- [DATA SUPPLIED]
++++++++
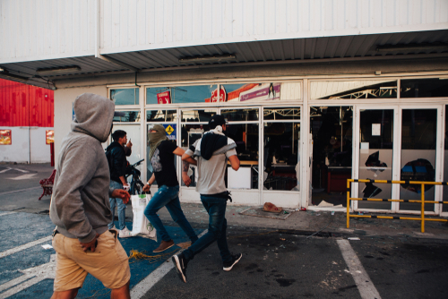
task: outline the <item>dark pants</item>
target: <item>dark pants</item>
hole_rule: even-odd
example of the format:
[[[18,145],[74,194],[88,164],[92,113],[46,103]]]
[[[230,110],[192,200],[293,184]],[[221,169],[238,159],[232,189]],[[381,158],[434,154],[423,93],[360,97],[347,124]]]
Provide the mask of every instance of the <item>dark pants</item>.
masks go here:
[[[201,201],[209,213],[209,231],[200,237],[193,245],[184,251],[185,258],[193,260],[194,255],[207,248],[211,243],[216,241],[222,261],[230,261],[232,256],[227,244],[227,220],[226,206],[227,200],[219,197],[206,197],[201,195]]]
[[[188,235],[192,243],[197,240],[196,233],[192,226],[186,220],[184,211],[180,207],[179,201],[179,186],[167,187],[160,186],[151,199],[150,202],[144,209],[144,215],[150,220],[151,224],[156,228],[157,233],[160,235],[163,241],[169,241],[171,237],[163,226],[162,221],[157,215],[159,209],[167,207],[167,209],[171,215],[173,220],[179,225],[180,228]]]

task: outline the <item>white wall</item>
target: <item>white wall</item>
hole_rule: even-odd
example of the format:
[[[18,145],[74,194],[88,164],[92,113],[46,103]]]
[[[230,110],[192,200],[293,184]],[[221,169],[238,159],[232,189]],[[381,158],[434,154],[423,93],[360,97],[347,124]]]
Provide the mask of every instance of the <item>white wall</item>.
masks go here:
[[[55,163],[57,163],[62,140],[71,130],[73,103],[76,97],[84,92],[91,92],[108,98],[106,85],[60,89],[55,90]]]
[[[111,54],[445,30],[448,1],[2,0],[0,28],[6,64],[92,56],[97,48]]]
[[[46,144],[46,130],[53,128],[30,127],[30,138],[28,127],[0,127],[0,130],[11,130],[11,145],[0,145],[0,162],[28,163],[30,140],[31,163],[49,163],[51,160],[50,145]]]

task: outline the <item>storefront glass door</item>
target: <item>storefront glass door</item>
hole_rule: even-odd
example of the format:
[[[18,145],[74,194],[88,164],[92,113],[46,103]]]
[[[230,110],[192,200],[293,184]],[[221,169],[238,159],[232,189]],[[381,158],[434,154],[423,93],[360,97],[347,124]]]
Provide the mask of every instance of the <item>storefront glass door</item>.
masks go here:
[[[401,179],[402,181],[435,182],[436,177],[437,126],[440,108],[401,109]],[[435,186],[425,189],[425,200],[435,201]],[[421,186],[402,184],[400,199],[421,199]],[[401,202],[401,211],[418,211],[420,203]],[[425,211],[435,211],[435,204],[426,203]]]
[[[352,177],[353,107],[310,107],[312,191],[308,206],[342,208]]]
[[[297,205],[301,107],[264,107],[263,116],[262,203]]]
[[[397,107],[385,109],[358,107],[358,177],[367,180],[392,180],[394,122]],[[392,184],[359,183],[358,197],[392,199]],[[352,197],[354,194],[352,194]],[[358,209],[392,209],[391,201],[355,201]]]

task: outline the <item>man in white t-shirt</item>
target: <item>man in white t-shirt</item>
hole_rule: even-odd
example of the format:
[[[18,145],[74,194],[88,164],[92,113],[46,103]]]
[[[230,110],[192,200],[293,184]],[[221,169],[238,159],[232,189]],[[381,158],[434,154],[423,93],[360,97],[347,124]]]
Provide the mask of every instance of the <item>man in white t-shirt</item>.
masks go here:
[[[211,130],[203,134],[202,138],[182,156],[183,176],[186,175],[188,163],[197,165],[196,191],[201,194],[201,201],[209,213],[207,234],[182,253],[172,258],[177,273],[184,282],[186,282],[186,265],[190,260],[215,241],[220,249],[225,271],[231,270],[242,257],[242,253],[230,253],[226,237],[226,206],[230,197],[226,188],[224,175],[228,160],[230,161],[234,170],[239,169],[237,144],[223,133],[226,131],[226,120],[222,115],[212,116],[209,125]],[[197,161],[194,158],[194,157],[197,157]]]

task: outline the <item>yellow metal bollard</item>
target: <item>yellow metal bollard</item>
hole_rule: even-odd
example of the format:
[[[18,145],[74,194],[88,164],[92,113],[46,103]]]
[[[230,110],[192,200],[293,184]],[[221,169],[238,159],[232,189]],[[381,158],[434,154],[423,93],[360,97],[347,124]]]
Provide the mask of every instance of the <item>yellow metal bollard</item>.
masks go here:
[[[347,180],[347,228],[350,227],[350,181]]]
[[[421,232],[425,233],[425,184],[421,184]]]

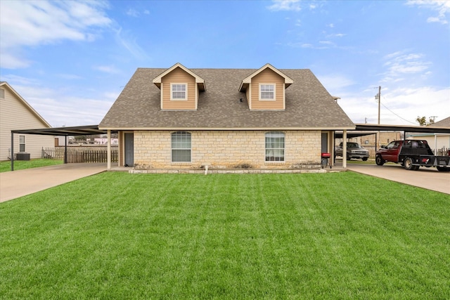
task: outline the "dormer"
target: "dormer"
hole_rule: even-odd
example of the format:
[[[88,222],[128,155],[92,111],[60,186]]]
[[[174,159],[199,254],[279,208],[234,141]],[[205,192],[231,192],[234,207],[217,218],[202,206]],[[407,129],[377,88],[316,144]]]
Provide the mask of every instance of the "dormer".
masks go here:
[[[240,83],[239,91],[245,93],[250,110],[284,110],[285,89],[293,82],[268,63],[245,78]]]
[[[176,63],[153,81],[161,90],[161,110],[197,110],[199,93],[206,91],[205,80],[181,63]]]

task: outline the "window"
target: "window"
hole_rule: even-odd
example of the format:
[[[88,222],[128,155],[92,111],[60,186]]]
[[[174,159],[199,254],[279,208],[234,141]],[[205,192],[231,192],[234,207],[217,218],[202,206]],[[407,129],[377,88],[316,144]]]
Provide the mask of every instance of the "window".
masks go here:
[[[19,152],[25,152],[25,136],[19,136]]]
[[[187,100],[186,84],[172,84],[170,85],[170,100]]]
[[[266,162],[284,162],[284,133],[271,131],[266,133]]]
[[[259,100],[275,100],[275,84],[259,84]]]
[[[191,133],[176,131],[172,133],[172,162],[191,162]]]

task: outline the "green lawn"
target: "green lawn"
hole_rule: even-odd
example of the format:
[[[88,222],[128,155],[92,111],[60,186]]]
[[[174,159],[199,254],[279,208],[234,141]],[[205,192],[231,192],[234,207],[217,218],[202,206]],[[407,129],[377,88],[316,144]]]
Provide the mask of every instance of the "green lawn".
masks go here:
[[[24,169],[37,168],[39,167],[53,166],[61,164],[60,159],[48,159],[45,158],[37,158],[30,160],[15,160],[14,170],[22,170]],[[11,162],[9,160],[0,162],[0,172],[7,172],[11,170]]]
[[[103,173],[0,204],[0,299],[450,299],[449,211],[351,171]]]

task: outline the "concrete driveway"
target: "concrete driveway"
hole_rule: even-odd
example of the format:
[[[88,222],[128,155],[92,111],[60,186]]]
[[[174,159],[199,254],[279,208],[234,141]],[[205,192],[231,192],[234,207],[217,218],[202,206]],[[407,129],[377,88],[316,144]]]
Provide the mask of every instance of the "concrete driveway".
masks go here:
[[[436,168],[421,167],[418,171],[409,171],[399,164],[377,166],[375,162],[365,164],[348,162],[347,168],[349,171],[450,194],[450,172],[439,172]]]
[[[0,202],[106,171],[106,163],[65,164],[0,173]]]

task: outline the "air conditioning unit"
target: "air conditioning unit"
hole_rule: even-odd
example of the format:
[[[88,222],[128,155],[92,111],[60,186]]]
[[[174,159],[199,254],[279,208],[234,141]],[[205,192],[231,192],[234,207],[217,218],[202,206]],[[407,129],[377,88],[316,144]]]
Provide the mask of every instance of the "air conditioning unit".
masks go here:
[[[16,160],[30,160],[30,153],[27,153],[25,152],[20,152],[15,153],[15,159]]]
++++++++
- [TASK OBJECTIVE]
Except for the pictures, reproduce every line exactly.

- [SOLVED EXERCISE]
task: outline the <item>dark pants</item>
target: <item>dark pants</item>
hole_rule: even-odd
example of the format:
[[[18,145],[74,194],[88,164],[92,113],[46,103]]]
[[[230,110],[192,200],[293,184]],[[221,169],[238,159],[232,189]],[[381,158],[434,154],[423,93],[360,97],[347,124]]]
Provide the mask of every instance of the <item>dark pants</item>.
masks go here:
[[[201,201],[209,213],[209,231],[200,237],[193,245],[184,251],[185,258],[193,260],[194,255],[207,248],[211,243],[216,241],[222,261],[230,261],[232,256],[227,244],[227,220],[226,206],[227,200],[219,197],[206,197],[201,195]]]
[[[188,235],[192,243],[197,240],[196,233],[192,226],[186,220],[184,211],[180,207],[179,201],[179,186],[167,187],[160,186],[151,199],[150,202],[144,209],[144,215],[150,220],[151,224],[156,228],[157,233],[160,235],[163,241],[169,241],[171,237],[163,226],[162,221],[157,215],[159,209],[167,207],[167,209],[171,215],[173,220],[179,225],[180,228]]]

task: outline the <item>white wall</item>
target: <item>white wall</item>
hole_rule: even-odd
example of the format:
[[[18,145],[74,194],[88,164],[92,113],[46,103]]]
[[[230,110],[192,200],[293,184]],[[221,169],[238,159],[232,189]],[[381,158],[434,154],[423,93],[360,97],[347,124]]]
Provide the mask of every instance of the <item>white wall</item>.
masks go here:
[[[55,163],[57,163],[62,140],[71,130],[73,103],[76,97],[84,92],[91,92],[108,98],[106,85],[60,89],[55,90]]]
[[[111,54],[445,30],[448,1],[2,0],[0,28],[6,64],[92,56],[97,48]]]
[[[46,144],[46,130],[53,128],[30,127],[30,138],[28,127],[0,127],[0,130],[11,130],[11,145],[0,145],[0,162],[28,163],[30,140],[31,163],[49,163],[51,160],[50,145]]]

task: outline the <item>storefront glass door</item>
target: <item>storefront glass door</item>
hole_rule: even-odd
example of the format:
[[[18,145],[74,194],[88,164],[92,113],[46,103]]]
[[[230,110],[192,200],[293,184]],[[221,169],[238,159],[232,189]],[[381,158],[434,154],[423,93],[360,97],[347,124]]]
Provide the mask of every instance of the <item>storefront glass door</item>.
masks go here:
[[[401,179],[402,181],[435,182],[436,177],[437,126],[440,108],[401,109]],[[435,186],[425,189],[425,200],[435,201]],[[421,186],[402,184],[400,199],[421,199]],[[401,202],[401,211],[418,211],[420,203]],[[425,211],[435,211],[435,204],[426,203]]]
[[[352,177],[353,107],[310,107],[312,191],[308,206],[342,208]]]
[[[297,205],[301,107],[264,107],[263,116],[262,203]]]
[[[397,107],[385,109],[358,107],[358,177],[367,180],[392,180],[394,122]],[[392,184],[359,183],[358,197],[392,199]],[[352,197],[354,194],[352,194]],[[358,209],[392,209],[391,201],[355,201]]]

task: outline the <item>man in white t-shirt</item>
target: <item>man in white t-shirt</item>
hole_rule: even-odd
example of the format:
[[[18,145],[74,194],[88,164],[92,113],[46,103]]]
[[[230,110],[192,200],[293,184]],[[221,169],[238,159],[232,189]],[[381,158],[434,154],[423,93],[360,97],[347,124]]]
Provide the mask of every instance of the <item>man in white t-shirt</item>.
masks go here:
[[[211,130],[203,134],[202,138],[182,156],[183,176],[186,175],[188,163],[197,165],[196,191],[201,194],[201,201],[209,213],[207,234],[182,253],[172,258],[177,273],[184,282],[186,282],[186,265],[190,260],[215,241],[220,249],[225,271],[231,270],[242,257],[242,253],[230,253],[226,237],[226,206],[230,197],[226,188],[224,175],[228,160],[230,161],[234,170],[239,169],[237,144],[223,133],[226,131],[226,120],[222,115],[212,116],[209,125]],[[197,161],[194,158],[194,157],[197,157]]]

task: outline the <item>yellow metal bollard</item>
target: <item>yellow metal bollard</item>
hole_rule: even-odd
example of the format:
[[[18,145],[74,194],[88,164],[92,113],[46,103]]]
[[[230,110],[192,200],[293,184]],[[221,169],[238,159],[232,189]],[[381,158],[434,154],[423,93],[360,97],[347,124]]]
Provide the mask of every instance of the <item>yellow metal bollard</item>.
masks go here:
[[[347,180],[347,228],[350,227],[350,181]]]
[[[421,232],[425,233],[425,184],[421,184]]]

task: outline the "dormer"
target: "dormer"
hole_rule: even-odd
example of the format:
[[[88,222],[128,155],[92,111],[60,186]]]
[[[174,159],[199,254],[279,208],[234,141]],[[205,192],[231,192],[234,207],[217,218],[202,206]],[[407,129],[377,88],[316,144]]]
Provide the mask of every instance of the "dormer".
masks go here:
[[[240,83],[239,91],[245,93],[250,110],[284,110],[285,89],[293,82],[268,63],[245,78]]]
[[[176,63],[153,81],[161,90],[161,110],[197,110],[199,93],[206,91],[205,80],[181,63]]]

task: outline the "window"
target: "window"
hole_rule: even-odd
example of the format:
[[[88,222],[128,155],[92,111],[60,186]]]
[[[174,159],[199,254],[279,208],[234,141]],[[205,192],[231,192],[234,207],[217,218],[202,206]],[[407,129],[377,88],[316,144]]]
Provide the mask of every instance of the "window".
masks go here:
[[[19,152],[25,152],[25,136],[19,136]]]
[[[187,100],[186,84],[172,84],[170,85],[170,100]]]
[[[266,162],[284,162],[284,133],[271,131],[266,133]]]
[[[259,100],[275,100],[275,84],[259,84]]]
[[[191,133],[176,131],[172,133],[172,162],[191,162]]]

task: outline the "green lawn"
target: "green lawn"
hole_rule: even-odd
example of the format:
[[[88,222],[128,155],[92,111],[60,186]]]
[[[174,159],[199,254],[279,208],[234,141]],[[205,192],[231,192],[234,207],[217,218],[202,206]],[[407,129],[377,88],[316,144]]]
Provide the mask of every instance of the "green lawn".
masks go here:
[[[24,169],[37,168],[39,167],[53,166],[61,164],[60,159],[48,159],[45,158],[37,158],[30,160],[15,160],[14,170],[22,170]],[[11,162],[9,160],[0,162],[0,172],[7,172],[11,170]]]
[[[103,173],[0,204],[0,299],[450,299],[449,211],[351,171]]]

task: outline the "concrete driveway"
target: "concrete driveway"
hole_rule: even-odd
example of the format:
[[[88,222],[128,155],[92,111],[60,186]]]
[[[174,159],[199,254],[279,208],[234,141]],[[205,192],[231,192],[234,207],[217,218],[202,206]],[[407,129],[377,88],[316,144]]]
Provide the mask of every instance of the "concrete driveway".
masks go here:
[[[436,168],[421,167],[418,171],[409,171],[399,164],[377,166],[375,162],[365,164],[348,162],[347,168],[349,171],[450,194],[450,172],[439,172]]]
[[[0,202],[106,171],[106,163],[65,164],[0,173]]]

task: outline the "air conditioning unit"
target: "air conditioning unit"
hole_rule: even-odd
example of the format:
[[[88,222],[128,155],[92,111],[60,186]]]
[[[174,159],[199,254],[279,208],[234,141]],[[205,192],[231,192],[234,207],[217,218],[202,206]],[[407,129],[377,88],[316,144]]]
Provide the mask of every instance of the "air conditioning unit".
masks go here:
[[[16,160],[30,160],[30,153],[27,153],[25,152],[20,152],[15,153],[15,159]]]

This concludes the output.